__What is asked__: Extract the listing in its entirety, keeping each line identical to the original.

__Data extract__:
***

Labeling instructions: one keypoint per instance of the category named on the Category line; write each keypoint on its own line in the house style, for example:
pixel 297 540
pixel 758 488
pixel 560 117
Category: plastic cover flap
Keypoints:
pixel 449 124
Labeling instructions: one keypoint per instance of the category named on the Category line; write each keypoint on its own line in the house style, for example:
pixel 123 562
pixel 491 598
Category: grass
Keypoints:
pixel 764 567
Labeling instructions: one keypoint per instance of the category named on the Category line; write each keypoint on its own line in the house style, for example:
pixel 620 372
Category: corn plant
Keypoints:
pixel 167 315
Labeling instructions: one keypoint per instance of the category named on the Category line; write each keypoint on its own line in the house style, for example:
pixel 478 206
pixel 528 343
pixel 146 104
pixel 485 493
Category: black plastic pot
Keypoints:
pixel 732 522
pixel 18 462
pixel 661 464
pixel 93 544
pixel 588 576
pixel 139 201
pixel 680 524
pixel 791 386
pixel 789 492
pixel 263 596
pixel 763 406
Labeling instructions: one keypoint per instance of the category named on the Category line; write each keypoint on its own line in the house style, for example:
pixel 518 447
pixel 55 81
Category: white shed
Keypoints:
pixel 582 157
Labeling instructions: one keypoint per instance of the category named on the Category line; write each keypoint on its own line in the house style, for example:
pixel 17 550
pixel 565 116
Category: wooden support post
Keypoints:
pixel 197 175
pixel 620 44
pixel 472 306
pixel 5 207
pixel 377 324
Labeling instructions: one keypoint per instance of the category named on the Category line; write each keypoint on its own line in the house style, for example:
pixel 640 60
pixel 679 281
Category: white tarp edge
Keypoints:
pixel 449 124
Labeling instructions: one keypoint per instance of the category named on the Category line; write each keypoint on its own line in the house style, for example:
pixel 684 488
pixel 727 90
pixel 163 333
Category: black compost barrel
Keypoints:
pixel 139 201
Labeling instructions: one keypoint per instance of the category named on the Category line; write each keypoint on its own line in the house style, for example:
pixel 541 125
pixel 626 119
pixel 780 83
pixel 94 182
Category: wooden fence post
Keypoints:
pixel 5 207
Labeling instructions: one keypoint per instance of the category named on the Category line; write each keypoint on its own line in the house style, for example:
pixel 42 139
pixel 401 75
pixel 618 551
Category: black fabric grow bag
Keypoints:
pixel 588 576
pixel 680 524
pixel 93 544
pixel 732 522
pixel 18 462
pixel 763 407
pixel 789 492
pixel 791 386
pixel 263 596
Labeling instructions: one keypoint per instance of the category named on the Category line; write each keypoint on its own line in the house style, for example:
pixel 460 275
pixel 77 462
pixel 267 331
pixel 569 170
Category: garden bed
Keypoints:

***

__Result for this task__:
Labeling instructions: one keypoint per instance of the category named on the Category line; write each keypoint on its own line in the house style, for example:
pixel 297 540
pixel 758 488
pixel 560 117
Category: plastic cover flap
Keypoints:
pixel 449 124
Labeling instructions: one keypoint per instance of the category named on the Category line; write each keypoint on its own line in the house style, for example:
pixel 123 562
pixel 491 598
Category: grass
Keypoints:
pixel 764 567
Labeling instructions: one keypoint per instance of the category named on the Category line; write each keypoint on its own line in the house style, for example:
pixel 620 372
Category: corn plant
Keypoints:
pixel 167 315
Labeling instructions: one keypoint per instance of the category named on the Category line; write each keypoint on its own line in the house style, for example:
pixel 478 206
pixel 528 343
pixel 146 104
pixel 485 493
Category: black plastic pot
Keypoints:
pixel 732 522
pixel 18 462
pixel 661 464
pixel 93 544
pixel 588 576
pixel 139 201
pixel 680 524
pixel 791 386
pixel 789 492
pixel 263 596
pixel 763 406
Labeling instructions: one keypoint per instance of the category named on the Category line; write each keypoint on its own line in the house style, for example:
pixel 518 447
pixel 55 81
Category: white shed
Keypoints:
pixel 582 157
Labeling instructions: one keypoint per instance of the category named on the Category line; write each keypoint on its own line in the house style, for example:
pixel 17 550
pixel 565 116
Category: wooden support post
Keypoints:
pixel 197 175
pixel 620 44
pixel 472 306
pixel 5 207
pixel 377 324
Labeling instructions: one keypoint per instance of the category named on the Category line; write each keypoint on its own line in the house style, for example:
pixel 640 60
pixel 679 281
Category: white tarp edge
Keypoints:
pixel 449 124
Labeling instructions: one keypoint per instance of the category named on the Category line; write each keypoint on its own line in the house style, for example:
pixel 684 488
pixel 727 90
pixel 163 333
Category: black compost barrel
Keypoints:
pixel 139 201
Labeling instructions: one keypoint per instance of the category named on the Category line; write each keypoint on its own line in the house style, for example:
pixel 541 125
pixel 626 119
pixel 780 83
pixel 94 182
Category: wooden fence post
Keypoints:
pixel 5 207
Labeling instructions: one keypoint per instance of the category named on the Category line; write each keypoint on its own line in the house style, for example:
pixel 42 139
pixel 401 75
pixel 618 551
Category: black fabric grow bag
Keypoints:
pixel 588 576
pixel 680 524
pixel 93 544
pixel 732 522
pixel 18 462
pixel 763 407
pixel 789 492
pixel 791 386
pixel 263 596
Labeling instructions: one keypoint per instance of the category named on the Category line; write each keypoint on its own line in the house style, for example:
pixel 460 275
pixel 77 462
pixel 267 331
pixel 569 170
Category: garden bed
Keypoints:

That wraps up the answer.